**GIVEN PROBLEM**
Output every line below exactly.

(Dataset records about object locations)

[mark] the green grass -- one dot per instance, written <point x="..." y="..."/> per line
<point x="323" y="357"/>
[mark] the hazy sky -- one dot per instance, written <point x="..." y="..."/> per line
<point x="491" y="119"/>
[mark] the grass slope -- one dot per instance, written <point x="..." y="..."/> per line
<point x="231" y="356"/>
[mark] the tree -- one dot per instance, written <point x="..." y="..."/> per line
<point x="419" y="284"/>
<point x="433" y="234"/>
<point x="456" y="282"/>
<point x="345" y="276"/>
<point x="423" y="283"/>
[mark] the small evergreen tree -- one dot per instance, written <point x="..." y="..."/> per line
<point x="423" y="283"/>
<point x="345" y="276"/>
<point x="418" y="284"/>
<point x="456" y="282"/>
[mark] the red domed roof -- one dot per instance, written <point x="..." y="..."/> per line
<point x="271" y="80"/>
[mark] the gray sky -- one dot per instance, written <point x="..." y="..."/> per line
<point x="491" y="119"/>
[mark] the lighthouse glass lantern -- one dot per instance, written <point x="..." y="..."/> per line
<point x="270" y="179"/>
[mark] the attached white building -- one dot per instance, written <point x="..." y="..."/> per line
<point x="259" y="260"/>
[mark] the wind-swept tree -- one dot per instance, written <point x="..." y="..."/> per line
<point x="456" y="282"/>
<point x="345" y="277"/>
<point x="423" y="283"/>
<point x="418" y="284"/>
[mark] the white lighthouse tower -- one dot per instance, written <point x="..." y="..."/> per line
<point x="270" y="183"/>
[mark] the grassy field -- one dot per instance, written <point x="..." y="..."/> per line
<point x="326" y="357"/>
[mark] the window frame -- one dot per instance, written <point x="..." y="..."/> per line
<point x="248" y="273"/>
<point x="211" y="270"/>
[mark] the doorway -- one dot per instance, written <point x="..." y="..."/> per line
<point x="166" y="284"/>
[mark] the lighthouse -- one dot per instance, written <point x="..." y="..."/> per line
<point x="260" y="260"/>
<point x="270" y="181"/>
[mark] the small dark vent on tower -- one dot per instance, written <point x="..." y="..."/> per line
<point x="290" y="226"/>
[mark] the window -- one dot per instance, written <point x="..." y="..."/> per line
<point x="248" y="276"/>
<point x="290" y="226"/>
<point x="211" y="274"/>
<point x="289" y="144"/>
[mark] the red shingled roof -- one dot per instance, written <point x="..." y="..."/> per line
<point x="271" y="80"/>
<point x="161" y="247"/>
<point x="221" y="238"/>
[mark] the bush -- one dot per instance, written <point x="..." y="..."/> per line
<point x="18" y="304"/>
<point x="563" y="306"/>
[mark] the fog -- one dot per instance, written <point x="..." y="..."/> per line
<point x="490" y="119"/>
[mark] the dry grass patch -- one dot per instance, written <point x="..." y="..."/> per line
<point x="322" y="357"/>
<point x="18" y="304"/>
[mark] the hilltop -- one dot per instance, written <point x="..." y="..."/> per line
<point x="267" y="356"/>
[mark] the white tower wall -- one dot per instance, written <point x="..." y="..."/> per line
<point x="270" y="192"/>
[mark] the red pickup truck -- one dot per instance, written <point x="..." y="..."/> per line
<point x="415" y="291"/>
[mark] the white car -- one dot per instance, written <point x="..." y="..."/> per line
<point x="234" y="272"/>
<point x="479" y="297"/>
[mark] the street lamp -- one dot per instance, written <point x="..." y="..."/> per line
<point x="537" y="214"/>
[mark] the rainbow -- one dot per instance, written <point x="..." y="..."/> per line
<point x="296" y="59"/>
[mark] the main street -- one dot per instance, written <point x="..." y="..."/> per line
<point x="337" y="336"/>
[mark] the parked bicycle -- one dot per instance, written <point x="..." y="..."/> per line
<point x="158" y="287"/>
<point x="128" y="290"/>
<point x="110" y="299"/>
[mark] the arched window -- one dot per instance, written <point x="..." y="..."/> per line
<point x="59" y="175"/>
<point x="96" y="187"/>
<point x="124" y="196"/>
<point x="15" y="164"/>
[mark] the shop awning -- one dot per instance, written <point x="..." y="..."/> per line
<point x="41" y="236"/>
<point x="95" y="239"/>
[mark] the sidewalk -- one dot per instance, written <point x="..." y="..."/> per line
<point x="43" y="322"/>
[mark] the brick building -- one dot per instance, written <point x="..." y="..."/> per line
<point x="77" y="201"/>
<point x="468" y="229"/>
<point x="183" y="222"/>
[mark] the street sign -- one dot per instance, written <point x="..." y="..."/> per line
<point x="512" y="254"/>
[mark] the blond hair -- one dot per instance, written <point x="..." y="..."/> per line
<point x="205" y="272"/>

**EXERCISE RESULT**
[mark] the green grass -- one dot per instance, written <point x="..." y="..."/> per line
<point x="323" y="357"/>
[mark] the hazy sky -- one dot per instance, written <point x="..." y="..."/> per line
<point x="491" y="119"/>
[mark] the grass slope -- one dot per instance, written <point x="..." y="..."/> per line
<point x="231" y="356"/>
[mark] the tree -- one dot per instance, written <point x="..." y="..."/> per line
<point x="419" y="284"/>
<point x="433" y="234"/>
<point x="456" y="282"/>
<point x="345" y="276"/>
<point x="423" y="283"/>
[mark] the small evergreen tree -- one dot per instance, written <point x="..." y="..."/> per line
<point x="423" y="283"/>
<point x="345" y="276"/>
<point x="418" y="284"/>
<point x="456" y="282"/>
[mark] the red domed roof -- one dot per instance, written <point x="..." y="..."/> per line
<point x="271" y="80"/>
[mark] the gray sky -- one dot per instance, written <point x="..." y="..."/> per line
<point x="491" y="119"/>
[mark] the lighthouse glass lantern -- one dot per instance, written <point x="..." y="..."/> per line
<point x="270" y="179"/>
[mark] the attached white building -- one dot per instance, written <point x="..." y="..."/> per line
<point x="259" y="260"/>
[mark] the wind-swept tree -- one dot per instance, written <point x="..." y="..."/> per line
<point x="456" y="282"/>
<point x="345" y="277"/>
<point x="423" y="283"/>
<point x="418" y="284"/>
[mark] the white lighthouse tower -- one dot per instance, written <point x="..." y="..."/> per line
<point x="270" y="183"/>
[mark] the grassy field -- one dot per instance, written <point x="..." y="..."/> per line
<point x="326" y="357"/>
[mark] the window frame -- one dot per instance, written <point x="..." y="..."/> per line
<point x="248" y="273"/>
<point x="211" y="270"/>
[mark] the doorway -- one dot per instance, written <point x="..." y="..."/> per line
<point x="166" y="284"/>
[mark] the lighthouse -- one dot per instance, written <point x="..." y="..."/> per line
<point x="260" y="260"/>
<point x="270" y="181"/>
[mark] the small dark vent on tower -- one dot per instance, written <point x="..." y="..."/> per line
<point x="290" y="226"/>
[mark] the window -- one dot per instance, written <point x="..." y="..."/> per line
<point x="248" y="276"/>
<point x="290" y="226"/>
<point x="211" y="274"/>
<point x="289" y="144"/>
[mark] the red shingled roof -- one dot per instance, written <point x="..." y="..."/> per line
<point x="271" y="80"/>
<point x="161" y="247"/>
<point x="221" y="238"/>
[mark] the bush -- one dot per instance, written <point x="..." y="..."/> per line
<point x="18" y="304"/>
<point x="563" y="306"/>
[mark] the fog -- one dot per instance, written <point x="..." y="..."/> per line
<point x="490" y="119"/>
[mark] the dry grass patch -- one dot per instance, written <point x="..." y="..."/> per line
<point x="322" y="357"/>
<point x="18" y="304"/>
[mark] the hilltop -- one dot per instance, written <point x="..." y="..."/> per line
<point x="267" y="356"/>
[mark] the white tower wall -- one dot per instance, written <point x="..." y="..."/> per line
<point x="270" y="192"/>
[mark] the red pickup truck -- one dot per instance, written <point x="..." y="..."/> per line
<point x="415" y="291"/>
[mark] the white car -- one dot per instance, written <point x="..." y="..."/> per line
<point x="234" y="272"/>
<point x="479" y="297"/>
[mark] the street lamp -- one dot per instance, written <point x="..." y="..."/> per line
<point x="537" y="214"/>
[mark] the rainbow -- one dot per instance, written <point x="..." y="..."/> per line
<point x="296" y="59"/>
[mark] the main street -- one dot per instance, written <point x="..." y="..."/> per line
<point x="337" y="336"/>
[mark] the parked bicycle -- one dot per instance, written <point x="..." y="..."/> per line
<point x="158" y="287"/>
<point x="128" y="290"/>
<point x="110" y="299"/>
[mark] the arched window -- one dot per instance, written <point x="..." y="..."/> per line
<point x="59" y="175"/>
<point x="96" y="187"/>
<point x="124" y="196"/>
<point x="15" y="164"/>
[mark] the shop awning -- one dot per instance, written <point x="..." y="..."/> per line
<point x="41" y="236"/>
<point x="95" y="239"/>
[mark] the sidewalk -- one dot per instance, written <point x="..." y="..."/> per line
<point x="43" y="322"/>
[mark] the brick building -- one dot per instance, written <point x="..." y="..."/> per line
<point x="77" y="201"/>
<point x="468" y="229"/>
<point x="183" y="222"/>
[mark] the street sign -- one dot per instance, written <point x="..." y="..."/> per line
<point x="512" y="254"/>
[mark] the blond hair -- one dot per instance, written <point x="..." y="..."/> per line
<point x="205" y="272"/>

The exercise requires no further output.